EXERCISE – Reproduce every one of the following items word for word.

━━━ EXTRACTED ENTRIES ━━━

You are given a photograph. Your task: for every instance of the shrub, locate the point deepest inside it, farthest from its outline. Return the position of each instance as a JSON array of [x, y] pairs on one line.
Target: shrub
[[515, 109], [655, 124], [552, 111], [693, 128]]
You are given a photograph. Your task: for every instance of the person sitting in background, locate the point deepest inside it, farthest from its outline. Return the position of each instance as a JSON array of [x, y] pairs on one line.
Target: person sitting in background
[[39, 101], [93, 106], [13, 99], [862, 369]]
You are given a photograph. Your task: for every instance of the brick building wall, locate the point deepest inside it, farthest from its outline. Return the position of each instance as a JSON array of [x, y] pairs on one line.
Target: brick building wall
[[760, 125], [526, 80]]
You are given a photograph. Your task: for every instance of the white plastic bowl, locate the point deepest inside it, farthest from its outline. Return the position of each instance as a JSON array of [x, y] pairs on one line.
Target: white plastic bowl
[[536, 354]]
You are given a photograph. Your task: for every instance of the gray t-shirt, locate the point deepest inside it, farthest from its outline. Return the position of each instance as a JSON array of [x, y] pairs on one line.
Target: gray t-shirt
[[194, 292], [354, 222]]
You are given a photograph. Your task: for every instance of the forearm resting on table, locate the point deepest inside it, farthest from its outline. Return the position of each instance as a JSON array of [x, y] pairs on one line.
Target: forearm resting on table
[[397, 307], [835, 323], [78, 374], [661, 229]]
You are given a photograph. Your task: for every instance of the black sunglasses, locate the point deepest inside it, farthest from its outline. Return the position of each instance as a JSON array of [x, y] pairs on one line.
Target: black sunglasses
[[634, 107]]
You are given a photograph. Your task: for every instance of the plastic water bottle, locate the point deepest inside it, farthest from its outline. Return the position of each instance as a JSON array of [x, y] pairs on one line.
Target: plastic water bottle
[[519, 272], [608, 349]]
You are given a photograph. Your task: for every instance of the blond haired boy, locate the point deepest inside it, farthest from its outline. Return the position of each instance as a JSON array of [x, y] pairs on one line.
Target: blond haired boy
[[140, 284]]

━━━

REPLY TO THE EXERCISE –
You are given a photograph. Your task: for every instance of the shrub, locate the point deepest inside it, farthest from its outline. Return the position of each instance as a JSON array of [x, y] pairs on one line.
Target: shrub
[[515, 109], [655, 124], [552, 111], [693, 128]]
You are given a photograph. Your task: for every instance of the person sitting in background, locate the point deepest inside it, farthest from its outline. Return the position of each instance as a JSON array of [x, y] pairs on one line.
Target: person sitting in background
[[39, 101], [93, 106], [13, 99], [862, 369]]
You are given a photograph. Your task: for every instance of the brick building wall, locate the point deepest inside it, farthest from its outline. Return the position of each instance as a JSON array of [x, y] pairs on one line.
Target: brick building wall
[[760, 125], [526, 80]]
You are given a photograph. Your task: for every instance of the white plastic bowl, locate the point deepest inside it, farthest from its outline. Return the position of each instance as a JSON array of [x, y] pairs on one line.
Target: white plastic bowl
[[536, 354]]
You are given a photograph. Your task: for every instance of the gray t-shirt, locate the point deepest inside it, farthest from its outline. Return the position of each instance as a JSON array of [x, y] pairs on one line.
Target: gray t-shirt
[[194, 292], [354, 222]]
You are given a photograph. Your task: for every instance of the forearm resting on table, locate the point deepest inside it, farthest from its outline. Return the position of each instance as a JSON array of [x, y] pairs on one line.
Target: forearm resting on table
[[397, 307], [835, 323], [78, 374], [661, 229]]
You are given a photograph. Your task: for every instance of the black sunglasses, locate the point deepest inside it, farthest from its outline. Return the position of each instance as a JSON array of [x, y] pairs on one line.
Target: black sunglasses
[[634, 107]]
You are given a photograph. Your task: for every instance of the plastic water bottle, locate the point deepest inside it, farthest from its outline. Return the position of each instance as a JSON array of [x, y] pairs on one line.
Target: plastic water bottle
[[519, 272], [608, 349]]
You are given a photograph. Your task: for every instance of the blond haired boy, locate the point deepest inside it, farthest from its outline. Return the position of each instance as a JSON array of [x, y] pairs on one line.
Target: blond haired boy
[[140, 284]]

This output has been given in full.